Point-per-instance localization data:
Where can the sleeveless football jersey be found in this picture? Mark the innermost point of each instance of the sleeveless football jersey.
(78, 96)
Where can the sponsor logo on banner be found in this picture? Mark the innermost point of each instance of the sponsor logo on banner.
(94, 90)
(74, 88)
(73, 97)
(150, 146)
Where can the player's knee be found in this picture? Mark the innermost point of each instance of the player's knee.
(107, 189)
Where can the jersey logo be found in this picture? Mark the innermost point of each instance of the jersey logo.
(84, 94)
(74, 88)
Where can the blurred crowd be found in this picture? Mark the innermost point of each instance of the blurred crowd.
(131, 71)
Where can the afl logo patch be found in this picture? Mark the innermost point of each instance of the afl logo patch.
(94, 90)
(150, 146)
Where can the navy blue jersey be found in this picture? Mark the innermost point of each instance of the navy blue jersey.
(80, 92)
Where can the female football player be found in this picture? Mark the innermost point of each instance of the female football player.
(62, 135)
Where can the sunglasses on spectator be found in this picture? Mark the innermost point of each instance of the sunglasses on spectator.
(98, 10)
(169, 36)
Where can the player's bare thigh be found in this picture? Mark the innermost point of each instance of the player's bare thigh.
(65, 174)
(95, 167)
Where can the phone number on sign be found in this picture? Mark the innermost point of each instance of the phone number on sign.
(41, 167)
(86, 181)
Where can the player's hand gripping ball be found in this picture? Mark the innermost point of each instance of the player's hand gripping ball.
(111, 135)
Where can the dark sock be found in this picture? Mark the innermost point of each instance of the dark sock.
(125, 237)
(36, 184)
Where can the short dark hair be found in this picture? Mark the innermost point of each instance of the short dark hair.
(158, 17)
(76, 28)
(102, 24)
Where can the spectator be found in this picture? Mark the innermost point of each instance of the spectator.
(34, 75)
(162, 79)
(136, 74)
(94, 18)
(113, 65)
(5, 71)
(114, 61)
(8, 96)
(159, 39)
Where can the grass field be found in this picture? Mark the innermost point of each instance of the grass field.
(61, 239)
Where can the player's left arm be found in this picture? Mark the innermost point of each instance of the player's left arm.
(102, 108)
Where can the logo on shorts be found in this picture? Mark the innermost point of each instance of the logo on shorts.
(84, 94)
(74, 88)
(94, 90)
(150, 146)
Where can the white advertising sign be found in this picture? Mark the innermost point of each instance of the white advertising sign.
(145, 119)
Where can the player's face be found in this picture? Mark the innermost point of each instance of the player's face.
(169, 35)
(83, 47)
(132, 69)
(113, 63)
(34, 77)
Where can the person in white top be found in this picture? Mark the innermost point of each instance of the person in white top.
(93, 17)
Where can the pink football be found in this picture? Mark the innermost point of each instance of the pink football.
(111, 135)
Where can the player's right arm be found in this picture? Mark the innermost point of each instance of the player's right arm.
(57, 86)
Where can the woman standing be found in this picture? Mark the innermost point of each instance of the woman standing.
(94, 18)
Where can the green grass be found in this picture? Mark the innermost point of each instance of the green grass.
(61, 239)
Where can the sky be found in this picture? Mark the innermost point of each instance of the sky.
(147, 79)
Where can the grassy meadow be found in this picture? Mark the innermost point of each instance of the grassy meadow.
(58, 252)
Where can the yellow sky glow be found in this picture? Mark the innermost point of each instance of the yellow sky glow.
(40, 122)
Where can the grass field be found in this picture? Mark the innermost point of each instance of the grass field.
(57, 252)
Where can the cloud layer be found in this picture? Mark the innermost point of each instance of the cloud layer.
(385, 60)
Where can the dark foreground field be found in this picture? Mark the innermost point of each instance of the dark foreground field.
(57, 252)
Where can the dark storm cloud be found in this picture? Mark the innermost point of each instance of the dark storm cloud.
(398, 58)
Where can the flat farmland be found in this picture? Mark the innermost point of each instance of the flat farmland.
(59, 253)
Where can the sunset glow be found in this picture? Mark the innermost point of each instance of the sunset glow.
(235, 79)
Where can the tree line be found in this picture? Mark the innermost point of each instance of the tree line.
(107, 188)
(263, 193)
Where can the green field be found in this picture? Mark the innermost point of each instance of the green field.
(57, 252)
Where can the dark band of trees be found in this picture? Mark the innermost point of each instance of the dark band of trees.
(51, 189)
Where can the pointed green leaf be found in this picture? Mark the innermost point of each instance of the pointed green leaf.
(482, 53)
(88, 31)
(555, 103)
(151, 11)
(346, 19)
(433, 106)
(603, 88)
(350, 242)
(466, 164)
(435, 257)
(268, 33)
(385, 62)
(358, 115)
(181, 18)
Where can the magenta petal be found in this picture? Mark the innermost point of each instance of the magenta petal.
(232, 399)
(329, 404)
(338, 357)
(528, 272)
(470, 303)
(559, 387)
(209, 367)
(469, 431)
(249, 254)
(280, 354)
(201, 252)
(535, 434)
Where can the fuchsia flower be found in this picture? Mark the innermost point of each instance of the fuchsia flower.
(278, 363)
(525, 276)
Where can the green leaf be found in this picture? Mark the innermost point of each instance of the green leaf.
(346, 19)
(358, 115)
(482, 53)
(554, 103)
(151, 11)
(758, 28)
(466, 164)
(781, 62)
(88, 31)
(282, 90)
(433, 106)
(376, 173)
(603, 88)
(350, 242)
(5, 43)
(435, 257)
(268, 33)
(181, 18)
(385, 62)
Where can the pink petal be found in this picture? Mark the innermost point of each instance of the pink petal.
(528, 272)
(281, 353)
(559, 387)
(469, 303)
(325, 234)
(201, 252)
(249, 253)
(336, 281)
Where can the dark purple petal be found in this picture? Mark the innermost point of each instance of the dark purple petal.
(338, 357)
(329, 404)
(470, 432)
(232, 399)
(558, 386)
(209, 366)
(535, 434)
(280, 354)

WORK TASK →
Please give back all of the records exactly as written.

EXPECTED ANSWER →
Where can the sleeveless football jersey be found in this picture? Mark the innermost point of each instance of the sleeveless football jersey.
(78, 96)
Where can the sponsor logo on banner be found in this picture? Mark the innermost point of each instance of the sponsor logo on banner.
(94, 90)
(74, 88)
(73, 97)
(150, 146)
Where can the player's knee be found in this picture? Mark the innermost point of each instance of the player's knee.
(107, 189)
Where can the jersey logo be found in this picture? Mark the innermost point of each instance of the jersey logo.
(84, 94)
(74, 88)
Where can the blurred crowd be found in this picture? Mark the innermost point of each instance of the blurred crowd.
(131, 71)
Where can the afl logo patch be found in this picture? Mark the innermost point of each instance of the afl logo patch.
(94, 90)
(150, 146)
Where can the navy blue jersey be found in this picture? Mark the innermost point of each instance of the navy blue jersey.
(80, 92)
Where can the female football player be found in this picture? Mark the innermost point of each instance of the female football player.
(62, 135)
Where can the sunglasses on spectator be found in this picture? Mark the innermost point of each instance of the sunglasses on spectator.
(98, 10)
(169, 36)
Where can the player's bare thigh be found in this picture? Mark the innermost point of each instance of the player's bare thigh.
(65, 174)
(95, 167)
Where can the phone number on sign be found in this picture? Mark the innermost point of each instance of the phone number on sign.
(41, 167)
(86, 181)
Where can the player's hand gripping ball be found in this picture? Mark the innermost point of each instance of the player's hand gripping ball.
(111, 135)
Where can the dark sock be found in this picture? Mark the innermost point of each instance of the dark sock.
(125, 237)
(36, 184)
Where can the short dark hair be found in this picture? Mark the innermost point of each instance of the short dark hair.
(158, 17)
(76, 28)
(102, 24)
Where can the spectator be found in this picture? Mark the innermost point of each instance of the spectator.
(34, 75)
(162, 79)
(136, 74)
(94, 18)
(113, 65)
(5, 71)
(114, 61)
(8, 96)
(159, 39)
Where can the grass field be found in this picture? Mark the innermost point of each instance of the grass field.
(61, 239)
Where can the player's left arm be found in this picture? Mark the innermost point of each instance of the player's left arm.
(102, 108)
Where can the logo on shorts be found in this picture? Mark the innermost point of each instance of the logo on shorts.
(84, 94)
(74, 88)
(94, 90)
(150, 146)
Where can the white advertising sign be found in this picture? Mark the innermost point of each instance of the white advertising sign.
(145, 119)
Where can the player's face be found in this picture? Mark the innermost point of each instance of the player's face.
(169, 35)
(83, 47)
(132, 69)
(113, 63)
(34, 77)
Where can the person in white top be found in this picture? Mark the innermost point of each instance of the person in white top.
(93, 17)
Where can the pink football be found in this picture? Mark the innermost point of each instance of the pink football.
(111, 135)
Where can the player's right arm be found in this picture? Mark the innermost point of each instance of the player's right arm.
(57, 86)
Where can the woman standing be found in this picture? Mark the innermost point of each instance of the woman standing.
(94, 18)
Where can the green grass be found in this picture? Mark the innermost point of each instance of the green grass.
(61, 239)
Where can the sky be found in this picture? Mark the innermost point of each instance of the sky.
(147, 79)
Where can the grassy meadow be found in this picture? Mark the innermost point of each instance of the grassy meadow.
(58, 252)
Where can the yellow sky glow be found in this picture? Mark the innermost point of each instance of the yellow sky glow.
(40, 122)
Where can the grass field be found in this picture? Mark the innermost point of each instance of the grass field.
(57, 252)
Where can the cloud layer be found in this picture? Mark the innermost point of each instance of the cloud layer.
(385, 60)
Where can the dark foreground field be found in this picture? Mark the innermost point of each instance of the dark foreground field.
(57, 252)
Where can the dark storm cloud be found in this picture? Mark the innermost point of each instance of the dark storm cloud.
(398, 58)
Where can the flat farmland be found in this picture? Mark the innermost point of each instance of the flat farmland.
(59, 253)
Where can the sunset glow be found in this picture? Mark the innermost point of each instance of the sunset glow.
(235, 79)
Where can the tree line be found in this picture? Mark the innermost point of each instance of the tree line.
(107, 188)
(263, 193)
Where can the green field be found in this picture? Mark the innermost point of each instance of the green field.
(57, 252)
Where can the dark band of trees be found in this picture? Mark the innermost point of each instance of the dark band of trees.
(51, 189)
Where can the pointed green leaf be found in this picture? Mark the innermost point of each instance of the pointed green leaf.
(482, 53)
(88, 31)
(555, 103)
(151, 11)
(346, 19)
(433, 106)
(603, 88)
(350, 242)
(466, 164)
(435, 257)
(268, 33)
(385, 62)
(358, 115)
(181, 18)
Where can the magenta petal be found in this picture? Mark the innermost point of each instance of the magenta petal.
(232, 399)
(329, 404)
(338, 357)
(528, 272)
(470, 303)
(559, 387)
(209, 367)
(469, 431)
(249, 254)
(280, 354)
(201, 252)
(535, 434)
Where can the fuchsia flower be found in this picture? Mark the innermost point of each instance of the fuchsia flower.
(278, 363)
(525, 276)
Where can the green leaf be found in this picture? Mark the innermost point of each instance of the green leaf.
(346, 19)
(358, 115)
(482, 53)
(554, 103)
(151, 11)
(758, 28)
(466, 164)
(781, 62)
(88, 31)
(282, 90)
(433, 106)
(376, 173)
(603, 88)
(350, 242)
(5, 43)
(435, 257)
(268, 33)
(181, 18)
(385, 62)
Where can the pink petal be found in this picture? Mark the innermost point of each instance of the pink petal.
(528, 272)
(281, 353)
(559, 387)
(469, 303)
(325, 234)
(201, 252)
(249, 253)
(336, 281)
Where can the dark purple petal be found in this picture? Mark the innermost point of each instance of the dark purple petal.
(338, 357)
(329, 404)
(470, 432)
(232, 399)
(558, 386)
(209, 366)
(535, 434)
(280, 354)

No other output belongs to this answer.